Texte fourni:
━━━━━━━━━━━━━━━━
L’objectif déclaré de la politique monétaire dans la zone euro est un taux d’inflation de 2 % par an en moyenne sur le moyen terme.
La mesure utilisée est ce que l’on appelle l’indice des prix à la consommation harmonisé (IPCH), qui est calculé chaque mois selon des normes uniformes dans tous les pays de l’UE. Mais ces normes conduisent-elles vraiment à un taux d’inflation objectif ? En aucun cas. Il ne peut pas y avoir d’évaluation objective de l’inflation des prix.
Cela n’est pas seulement dû au fait que les gens sont différents, et qu’il faudrait calculer une mesure de l’inflation individualisée pour chacun, en fonction de son propre comportement d’achat. Même pour une seule personne, nous ne pouvons pas calculer de manière irréprochable un taux d’inflation objectif. Cela est dû au fait que le comportement d’achat de chacun change au fil du temps. Les économistes parlent ici d’effets de substitution.
━━━━━━━━━━━━━━━━
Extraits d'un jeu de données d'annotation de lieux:
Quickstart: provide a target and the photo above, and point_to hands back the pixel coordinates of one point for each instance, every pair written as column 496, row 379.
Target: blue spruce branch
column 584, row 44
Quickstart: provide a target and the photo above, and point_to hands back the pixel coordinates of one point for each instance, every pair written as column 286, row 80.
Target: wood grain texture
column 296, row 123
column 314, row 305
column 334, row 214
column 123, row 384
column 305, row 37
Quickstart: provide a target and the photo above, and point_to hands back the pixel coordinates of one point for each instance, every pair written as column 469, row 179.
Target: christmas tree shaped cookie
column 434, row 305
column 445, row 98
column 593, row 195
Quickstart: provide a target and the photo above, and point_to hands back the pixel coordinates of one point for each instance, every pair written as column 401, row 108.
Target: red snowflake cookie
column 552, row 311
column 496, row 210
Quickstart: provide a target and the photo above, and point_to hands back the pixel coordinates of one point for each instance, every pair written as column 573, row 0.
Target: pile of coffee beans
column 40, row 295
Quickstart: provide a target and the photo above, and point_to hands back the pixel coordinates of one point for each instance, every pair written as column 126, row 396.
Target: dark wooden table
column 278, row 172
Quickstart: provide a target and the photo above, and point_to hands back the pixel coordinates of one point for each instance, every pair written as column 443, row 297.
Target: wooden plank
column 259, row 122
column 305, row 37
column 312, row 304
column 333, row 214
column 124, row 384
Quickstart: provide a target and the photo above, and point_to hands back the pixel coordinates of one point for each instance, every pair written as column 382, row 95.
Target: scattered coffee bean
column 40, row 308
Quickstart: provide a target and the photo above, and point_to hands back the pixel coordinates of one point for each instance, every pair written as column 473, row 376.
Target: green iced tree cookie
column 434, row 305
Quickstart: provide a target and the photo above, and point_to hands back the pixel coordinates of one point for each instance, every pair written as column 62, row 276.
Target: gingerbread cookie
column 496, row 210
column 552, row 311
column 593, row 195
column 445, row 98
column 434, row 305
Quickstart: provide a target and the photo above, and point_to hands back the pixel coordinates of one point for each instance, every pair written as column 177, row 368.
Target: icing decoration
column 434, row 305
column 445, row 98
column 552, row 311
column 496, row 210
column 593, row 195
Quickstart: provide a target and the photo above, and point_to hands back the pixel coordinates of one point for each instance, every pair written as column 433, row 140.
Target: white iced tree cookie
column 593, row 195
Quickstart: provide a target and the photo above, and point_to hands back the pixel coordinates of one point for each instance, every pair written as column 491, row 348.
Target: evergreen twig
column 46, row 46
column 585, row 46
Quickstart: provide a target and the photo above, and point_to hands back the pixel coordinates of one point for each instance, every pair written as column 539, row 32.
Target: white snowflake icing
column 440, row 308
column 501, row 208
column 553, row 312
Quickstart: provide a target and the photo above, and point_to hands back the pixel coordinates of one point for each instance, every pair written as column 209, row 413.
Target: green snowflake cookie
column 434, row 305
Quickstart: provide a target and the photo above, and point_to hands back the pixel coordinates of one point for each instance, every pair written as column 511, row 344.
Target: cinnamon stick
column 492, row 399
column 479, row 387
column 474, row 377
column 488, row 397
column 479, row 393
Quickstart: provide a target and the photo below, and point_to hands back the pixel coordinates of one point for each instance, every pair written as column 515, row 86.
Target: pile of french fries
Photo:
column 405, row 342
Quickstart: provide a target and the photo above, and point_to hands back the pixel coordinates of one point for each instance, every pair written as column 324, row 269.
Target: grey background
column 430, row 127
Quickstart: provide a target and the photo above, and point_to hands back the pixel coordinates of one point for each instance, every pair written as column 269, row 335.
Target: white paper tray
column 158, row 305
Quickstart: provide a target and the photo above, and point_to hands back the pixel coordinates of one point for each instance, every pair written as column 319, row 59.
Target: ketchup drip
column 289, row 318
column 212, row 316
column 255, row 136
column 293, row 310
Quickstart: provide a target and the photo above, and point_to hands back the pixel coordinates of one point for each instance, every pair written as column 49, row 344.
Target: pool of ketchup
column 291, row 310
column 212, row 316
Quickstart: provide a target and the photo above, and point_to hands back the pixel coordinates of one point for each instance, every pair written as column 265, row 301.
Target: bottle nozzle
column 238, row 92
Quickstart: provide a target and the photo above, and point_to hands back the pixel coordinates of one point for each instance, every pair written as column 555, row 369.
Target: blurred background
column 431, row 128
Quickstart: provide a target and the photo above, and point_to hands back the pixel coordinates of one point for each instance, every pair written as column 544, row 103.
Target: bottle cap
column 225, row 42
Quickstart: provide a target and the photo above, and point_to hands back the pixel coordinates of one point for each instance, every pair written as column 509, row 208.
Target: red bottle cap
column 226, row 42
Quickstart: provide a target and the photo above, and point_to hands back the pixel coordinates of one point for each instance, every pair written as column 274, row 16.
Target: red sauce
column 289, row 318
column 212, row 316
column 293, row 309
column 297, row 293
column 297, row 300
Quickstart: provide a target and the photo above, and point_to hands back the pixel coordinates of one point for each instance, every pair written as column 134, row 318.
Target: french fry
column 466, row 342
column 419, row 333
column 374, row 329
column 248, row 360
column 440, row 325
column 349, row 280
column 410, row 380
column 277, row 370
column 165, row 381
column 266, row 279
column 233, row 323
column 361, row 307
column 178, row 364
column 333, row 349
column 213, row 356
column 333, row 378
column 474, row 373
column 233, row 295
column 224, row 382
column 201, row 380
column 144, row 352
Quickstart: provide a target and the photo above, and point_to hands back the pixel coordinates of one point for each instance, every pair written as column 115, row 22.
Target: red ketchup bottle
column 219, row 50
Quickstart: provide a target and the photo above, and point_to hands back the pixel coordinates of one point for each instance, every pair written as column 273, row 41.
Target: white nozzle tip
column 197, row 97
━━━━━━━━━━━━━━━━
Exercices écrits:
A) Selon le texte sur l'inflation, quel est l'objectif déclaré de la politique monétaire dans la zone euro ?
B) Traduisez en anglais cette phrase du texte sur l'inflation : « Il ne peut pas y avoir d'évaluation objective de l'inflation des prix. »
C) Poursuivez, s'il vous plaît, le texte sur l'inflation après sa dernière phrase.

Réponses dans l'ordre:
A) Un taux d'inflation de 2 % par an en moyenne sur le moyen terme.

B) There can be no objective assessment of price inflation.

C)
Peut-on réellement mesurer l’inflation de manière objective ?
Si le panier de biens et services achetés varie au fil du temps, la question se pose de savoir quel choix de biens et services peut fournir une base pertinente pour le calcul de l’inflation.
Imaginez la mesure de l’inflation d’une année à l’autre. Faut-il se baser sur le panier de la première année ou plutôt sur celui de la deuxième année ? Dans le premier cas, on calculerait ce que l’on appelle l’indice de Laspeyres. Dans le second cas, il s’agit de l’indice de Paasche. Les deux donnent des résultats différents, et il n’y a pas de raison impérieuse de privilégier l’un ou l’autre indice.
Le célèbre économiste américain Irving Fisher a donc proposé de calculer simplement la moyenne géométrique des deux indices. Il en résulte ce que l’on appelle l’indice de Fisher. Mais celui-ci ne fournit pas non plus une mesure objective de l’inflation.
La problématique de base peut être illustrée par un simple exemple chiffré.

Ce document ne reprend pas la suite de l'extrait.